EXERCISE DIRECTIONS
Print the listing from its top line through the line containing "Annotation guideline — the target class is yellow", nothing more, and leave out the pictures.

DATASET RECORDS

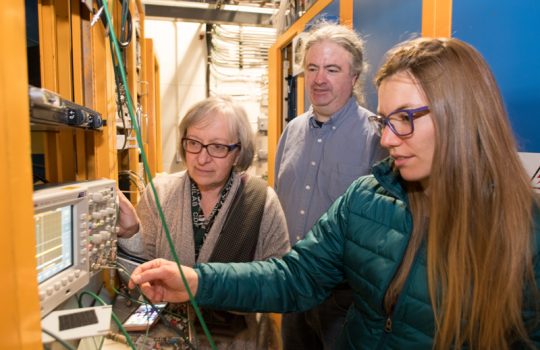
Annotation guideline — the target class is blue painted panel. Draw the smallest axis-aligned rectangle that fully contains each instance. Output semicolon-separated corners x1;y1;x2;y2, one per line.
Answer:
306;1;340;30
452;0;540;152
318;0;340;22
354;0;423;113
298;0;340;30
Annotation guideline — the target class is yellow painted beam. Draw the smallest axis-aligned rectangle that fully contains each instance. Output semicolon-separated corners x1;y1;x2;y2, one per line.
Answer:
39;0;58;90
0;1;42;348
145;38;157;178
297;74;305;117
267;42;282;187
422;0;453;37
91;1;119;181
39;0;77;182
55;0;73;99
340;0;354;28
154;59;163;174
71;2;88;181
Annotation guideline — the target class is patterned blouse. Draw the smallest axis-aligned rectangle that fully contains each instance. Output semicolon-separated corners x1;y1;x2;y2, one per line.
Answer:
190;173;235;259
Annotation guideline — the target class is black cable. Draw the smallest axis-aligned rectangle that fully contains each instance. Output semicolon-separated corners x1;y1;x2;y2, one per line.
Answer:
99;2;131;151
118;0;132;48
94;0;131;49
33;173;49;184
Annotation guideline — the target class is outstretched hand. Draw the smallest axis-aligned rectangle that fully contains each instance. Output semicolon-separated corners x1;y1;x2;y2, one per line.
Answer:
128;258;199;303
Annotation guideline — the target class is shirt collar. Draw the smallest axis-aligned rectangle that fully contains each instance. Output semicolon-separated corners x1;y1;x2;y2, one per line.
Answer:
308;96;357;129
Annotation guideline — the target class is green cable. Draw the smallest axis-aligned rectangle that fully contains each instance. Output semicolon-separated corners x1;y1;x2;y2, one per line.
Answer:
100;2;216;349
41;328;77;350
77;290;137;350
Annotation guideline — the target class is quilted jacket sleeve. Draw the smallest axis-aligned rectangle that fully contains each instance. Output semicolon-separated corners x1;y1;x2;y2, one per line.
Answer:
193;181;357;313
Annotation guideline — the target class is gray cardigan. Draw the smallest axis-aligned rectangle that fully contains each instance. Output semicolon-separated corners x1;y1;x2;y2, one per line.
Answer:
136;170;290;264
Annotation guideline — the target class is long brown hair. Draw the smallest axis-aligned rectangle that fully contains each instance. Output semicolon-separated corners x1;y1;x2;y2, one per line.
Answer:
375;37;538;349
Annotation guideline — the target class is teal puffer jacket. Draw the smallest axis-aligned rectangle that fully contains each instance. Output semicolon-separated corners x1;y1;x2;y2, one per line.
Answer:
195;159;540;349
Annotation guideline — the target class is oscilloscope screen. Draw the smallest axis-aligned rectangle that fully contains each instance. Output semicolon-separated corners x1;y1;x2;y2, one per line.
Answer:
35;205;73;284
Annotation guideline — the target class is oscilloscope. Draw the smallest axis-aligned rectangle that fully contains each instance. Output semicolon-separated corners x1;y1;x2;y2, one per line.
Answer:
34;179;118;316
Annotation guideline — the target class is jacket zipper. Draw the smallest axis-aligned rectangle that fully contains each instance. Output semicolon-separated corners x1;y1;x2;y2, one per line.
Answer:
384;317;392;333
375;244;424;349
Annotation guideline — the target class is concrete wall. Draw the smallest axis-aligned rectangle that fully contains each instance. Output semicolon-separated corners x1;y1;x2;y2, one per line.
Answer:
144;19;208;174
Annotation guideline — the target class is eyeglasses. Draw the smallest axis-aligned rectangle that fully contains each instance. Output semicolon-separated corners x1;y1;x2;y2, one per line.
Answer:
182;138;241;158
368;106;430;137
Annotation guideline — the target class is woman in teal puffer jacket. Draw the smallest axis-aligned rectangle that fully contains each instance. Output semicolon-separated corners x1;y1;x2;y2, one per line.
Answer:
129;37;540;349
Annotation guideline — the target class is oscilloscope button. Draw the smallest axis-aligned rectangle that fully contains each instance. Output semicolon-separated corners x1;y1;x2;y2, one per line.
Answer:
39;291;46;300
54;282;61;290
92;234;102;244
92;192;104;202
74;269;81;277
46;287;53;296
61;278;68;286
100;230;111;240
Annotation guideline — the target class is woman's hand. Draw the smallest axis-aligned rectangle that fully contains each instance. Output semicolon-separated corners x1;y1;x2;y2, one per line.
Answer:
128;258;199;303
116;190;140;238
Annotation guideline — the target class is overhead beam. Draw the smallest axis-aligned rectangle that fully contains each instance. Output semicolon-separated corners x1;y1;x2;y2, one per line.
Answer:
144;4;274;27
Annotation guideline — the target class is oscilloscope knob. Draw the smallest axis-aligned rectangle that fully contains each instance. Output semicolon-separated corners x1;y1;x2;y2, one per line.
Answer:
100;230;111;240
92;234;102;244
91;192;104;202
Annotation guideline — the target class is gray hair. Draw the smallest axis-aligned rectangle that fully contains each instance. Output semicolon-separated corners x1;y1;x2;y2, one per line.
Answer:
178;95;255;171
301;22;368;104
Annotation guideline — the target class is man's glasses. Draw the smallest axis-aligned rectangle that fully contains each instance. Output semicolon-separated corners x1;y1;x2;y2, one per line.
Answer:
182;138;241;158
368;106;430;137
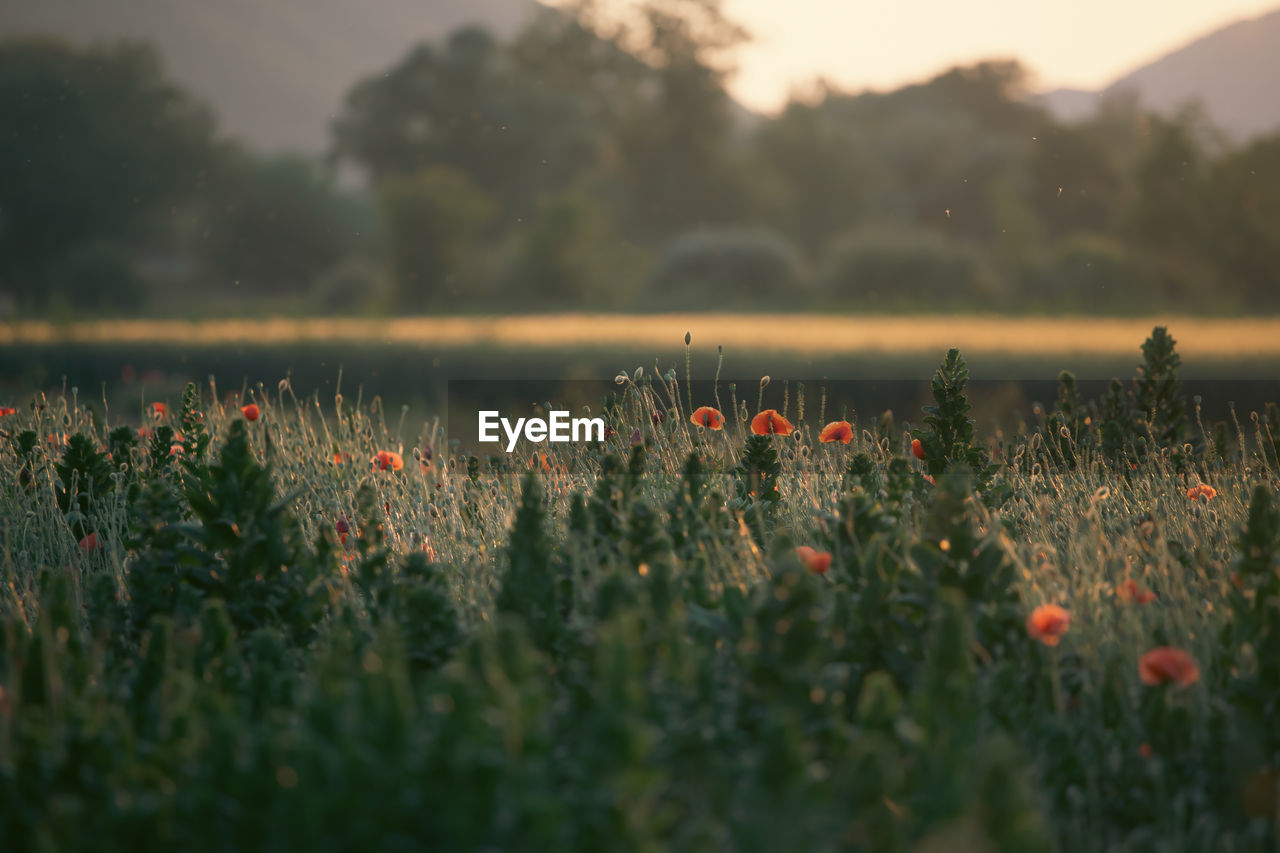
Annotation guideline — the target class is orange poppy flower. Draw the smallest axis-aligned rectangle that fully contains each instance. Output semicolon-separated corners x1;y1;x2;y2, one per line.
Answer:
149;402;167;419
1116;578;1156;605
241;403;260;421
1186;484;1217;501
78;532;101;553
750;409;794;436
0;407;15;418
690;406;725;430
819;421;853;444
170;444;185;457
795;545;832;575
1026;604;1071;646
333;451;353;464
372;450;404;471
911;438;926;460
1139;647;1199;687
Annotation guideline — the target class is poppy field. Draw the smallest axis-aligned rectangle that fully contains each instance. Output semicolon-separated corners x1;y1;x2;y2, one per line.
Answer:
2;326;1280;850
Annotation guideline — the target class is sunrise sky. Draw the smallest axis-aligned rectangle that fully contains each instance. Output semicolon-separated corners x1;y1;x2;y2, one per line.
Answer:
658;0;1280;112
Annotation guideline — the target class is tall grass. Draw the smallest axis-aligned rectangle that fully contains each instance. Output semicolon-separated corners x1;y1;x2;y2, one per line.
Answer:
1;328;1278;850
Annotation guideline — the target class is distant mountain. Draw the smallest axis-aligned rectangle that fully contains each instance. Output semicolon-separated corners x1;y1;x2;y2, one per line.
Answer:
0;0;538;152
1036;7;1280;140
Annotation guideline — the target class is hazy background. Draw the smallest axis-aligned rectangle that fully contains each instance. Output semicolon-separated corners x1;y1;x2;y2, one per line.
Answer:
3;0;1280;319
2;0;1280;420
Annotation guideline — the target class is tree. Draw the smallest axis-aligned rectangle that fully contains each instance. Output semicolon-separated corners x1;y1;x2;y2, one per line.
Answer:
1204;135;1280;308
332;18;620;222
200;154;373;295
0;38;222;308
378;166;498;308
604;0;751;238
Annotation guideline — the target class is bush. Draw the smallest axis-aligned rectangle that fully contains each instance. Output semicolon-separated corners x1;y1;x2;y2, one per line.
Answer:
1024;233;1154;312
818;225;999;309
52;240;149;312
649;227;804;309
308;257;391;313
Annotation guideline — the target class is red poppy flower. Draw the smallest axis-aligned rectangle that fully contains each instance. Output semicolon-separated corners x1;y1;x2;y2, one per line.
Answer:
1026;604;1070;646
78;532;101;553
149;402;166;419
911;438;926;460
795;545;832;575
0;407;15;418
241;403;260;421
333;451;353;464
336;517;351;546
372;450;404;471
1139;647;1199;688
750;409;794;436
1186;484;1216;501
690;406;725;430
1116;578;1156;605
170;444;185;456
818;421;853;444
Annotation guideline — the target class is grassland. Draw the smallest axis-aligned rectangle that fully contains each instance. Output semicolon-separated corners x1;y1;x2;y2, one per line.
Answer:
1;326;1279;850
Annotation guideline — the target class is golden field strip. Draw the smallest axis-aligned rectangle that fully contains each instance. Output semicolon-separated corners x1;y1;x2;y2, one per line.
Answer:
5;314;1280;359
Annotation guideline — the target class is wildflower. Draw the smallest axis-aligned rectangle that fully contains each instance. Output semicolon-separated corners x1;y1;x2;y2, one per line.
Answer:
911;438;926;460
603;426;617;440
652;410;665;424
1186;484;1217;501
750;409;794;436
333;451;352;464
372;450;404;472
1139;647;1199;688
690;406;725;430
796;545;832;575
78;532;101;553
336;517;351;546
1138;743;1153;759
1026;604;1071;646
630;428;643;447
1116;578;1156;605
149;402;166;419
819;420;853;444
241;403;260;421
170;444;184;456
0;407;15;418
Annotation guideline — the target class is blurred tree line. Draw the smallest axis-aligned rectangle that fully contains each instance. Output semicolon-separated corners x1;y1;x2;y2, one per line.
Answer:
3;0;1279;316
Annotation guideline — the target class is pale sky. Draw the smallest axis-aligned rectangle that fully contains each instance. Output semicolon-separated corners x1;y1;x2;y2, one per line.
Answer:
693;0;1280;112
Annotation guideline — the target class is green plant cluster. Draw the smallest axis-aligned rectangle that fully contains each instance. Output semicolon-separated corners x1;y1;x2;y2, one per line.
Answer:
1;331;1279;850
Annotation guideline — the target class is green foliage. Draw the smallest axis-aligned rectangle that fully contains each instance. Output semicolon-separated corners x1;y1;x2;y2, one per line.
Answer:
0;38;219;307
912;348;1005;504
55;433;115;539
1135;326;1191;453
650;227;804;308
3;331;1280;849
820;226;999;310
732;433;783;541
377;165;498;307
497;470;566;653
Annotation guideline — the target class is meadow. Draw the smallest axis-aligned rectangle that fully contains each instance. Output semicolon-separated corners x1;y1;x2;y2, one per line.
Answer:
2;324;1280;850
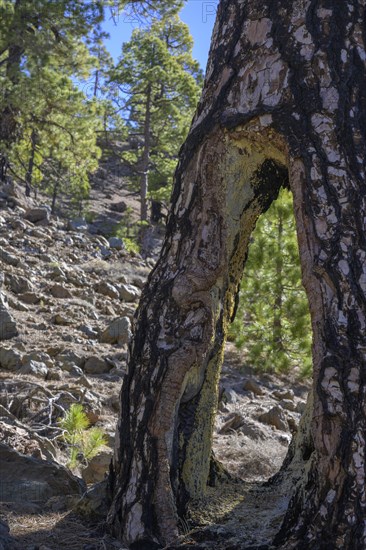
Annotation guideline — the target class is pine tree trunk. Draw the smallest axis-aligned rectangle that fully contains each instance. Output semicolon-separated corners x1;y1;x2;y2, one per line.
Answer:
140;84;152;223
25;129;37;197
108;1;366;548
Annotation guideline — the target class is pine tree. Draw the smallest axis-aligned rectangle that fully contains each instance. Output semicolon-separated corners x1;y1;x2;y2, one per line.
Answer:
229;189;312;377
110;12;202;221
9;63;102;211
0;0;105;206
0;0;104;158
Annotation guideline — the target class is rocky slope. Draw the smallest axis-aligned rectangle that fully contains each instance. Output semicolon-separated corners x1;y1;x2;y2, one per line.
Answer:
0;181;310;550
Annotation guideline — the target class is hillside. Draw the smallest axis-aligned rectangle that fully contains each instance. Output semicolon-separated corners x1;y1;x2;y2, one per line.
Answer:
0;178;309;550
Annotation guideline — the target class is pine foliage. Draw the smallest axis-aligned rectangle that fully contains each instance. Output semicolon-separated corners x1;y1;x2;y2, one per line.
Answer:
229;189;312;378
59;403;107;469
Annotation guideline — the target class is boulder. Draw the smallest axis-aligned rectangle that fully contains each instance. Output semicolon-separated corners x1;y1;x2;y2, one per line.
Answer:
110;201;127;213
20;360;48;379
18;291;40;304
0;420;55;461
0;347;22;370
24;206;50;224
272;388;295;401
56;350;84;368
78;324;99;340
84;356;111;375
0;294;18;340
0;517;14;550
296;400;307;414
0;443;83;502
258;406;289;432
239;419;268;440
94;281;120;300
279;399;296;412
118;283;140;302
46;367;63;381
81;446;113;484
50;283;73;299
243;378;265;396
75;479;111;520
100;316;132;345
0;248;19;266
108;237;124;250
219;413;245;434
67;217;88;232
22;351;53;368
6;273;34;294
51;313;73;326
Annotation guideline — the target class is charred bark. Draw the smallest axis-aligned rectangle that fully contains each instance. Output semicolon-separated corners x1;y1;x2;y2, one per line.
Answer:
109;1;366;548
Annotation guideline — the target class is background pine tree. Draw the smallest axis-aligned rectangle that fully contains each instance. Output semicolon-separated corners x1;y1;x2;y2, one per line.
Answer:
229;189;312;378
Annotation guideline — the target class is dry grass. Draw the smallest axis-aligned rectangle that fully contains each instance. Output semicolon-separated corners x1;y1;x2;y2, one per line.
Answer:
4;507;121;549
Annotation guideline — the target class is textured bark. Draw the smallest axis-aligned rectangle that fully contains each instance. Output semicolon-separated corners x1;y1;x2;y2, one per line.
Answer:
109;1;366;548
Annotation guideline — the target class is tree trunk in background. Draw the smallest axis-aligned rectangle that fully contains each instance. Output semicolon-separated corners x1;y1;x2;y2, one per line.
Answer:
25;129;37;197
140;84;152;223
0;0;23;181
108;1;366;548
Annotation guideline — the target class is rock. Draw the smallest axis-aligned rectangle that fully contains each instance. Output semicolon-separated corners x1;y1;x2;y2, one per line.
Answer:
287;416;299;432
0;517;14;550
279;399;296;412
239;419;268;440
18;291;40;304
21;351;52;367
75;479;111;520
46;367;63;381
258;406;289;432
94;281;120;300
220;387;239;404
67;217;88;231
67;365;84;377
0;347;22;370
243;378;265;396
50;283;73;299
110;201;127;213
0;421;54;460
49;265;66;279
81;446;113;484
29;227;46;239
219;413;245;434
44;494;79;513
100;316;132;345
118;283;140;302
108;237;124;250
6;295;29;312
296;400;307;414
56;350;84;368
84;356;111;375
0;293;18;340
78;324;99;339
0;443;83;501
20;360;48;378
6;273;34;294
272;388;295;401
100;246;112;259
0;247;19;266
52;313;73;326
24;206;50;224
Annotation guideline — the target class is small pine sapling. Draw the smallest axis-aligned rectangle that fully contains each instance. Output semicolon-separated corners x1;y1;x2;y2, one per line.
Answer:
59;403;107;469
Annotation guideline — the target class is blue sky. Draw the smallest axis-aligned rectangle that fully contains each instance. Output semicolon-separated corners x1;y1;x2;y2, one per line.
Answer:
102;1;218;72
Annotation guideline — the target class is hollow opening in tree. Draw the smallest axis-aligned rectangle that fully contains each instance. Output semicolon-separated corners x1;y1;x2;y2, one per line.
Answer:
215;186;312;482
230;187;312;378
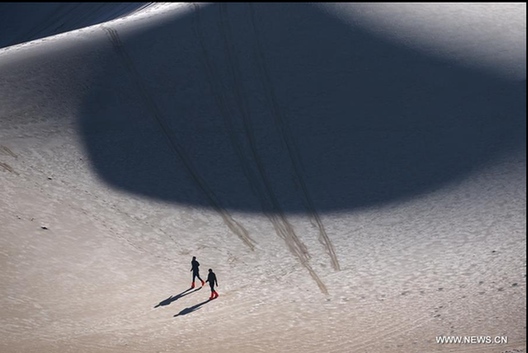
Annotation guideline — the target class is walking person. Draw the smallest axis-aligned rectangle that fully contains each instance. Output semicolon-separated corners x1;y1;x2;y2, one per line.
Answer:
206;269;219;300
190;256;205;288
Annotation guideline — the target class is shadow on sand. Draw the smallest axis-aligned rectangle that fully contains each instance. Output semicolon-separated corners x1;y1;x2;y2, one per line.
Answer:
79;3;526;215
154;287;202;308
0;3;149;49
173;299;212;318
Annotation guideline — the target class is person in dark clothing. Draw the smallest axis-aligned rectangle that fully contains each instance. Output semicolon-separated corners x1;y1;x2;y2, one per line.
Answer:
206;269;219;300
190;256;205;288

WRITTEN ANSWER
Annotation guideline — the target class is blue painted panel. Draw the smallest axis-aligned rectangle that fully contains each instance. Output semicolon-separated corners x1;y1;x2;y2, one per line.
Answer:
306;1;340;30
452;0;540;152
318;0;340;22
354;0;423;113
298;0;340;30
Annotation guideline — the target class is yellow painted beam. Draw the smallest axis-aligned rectangle that fully contains each instance. Output semicolon-separated corners x1;y1;x2;y2, one per line.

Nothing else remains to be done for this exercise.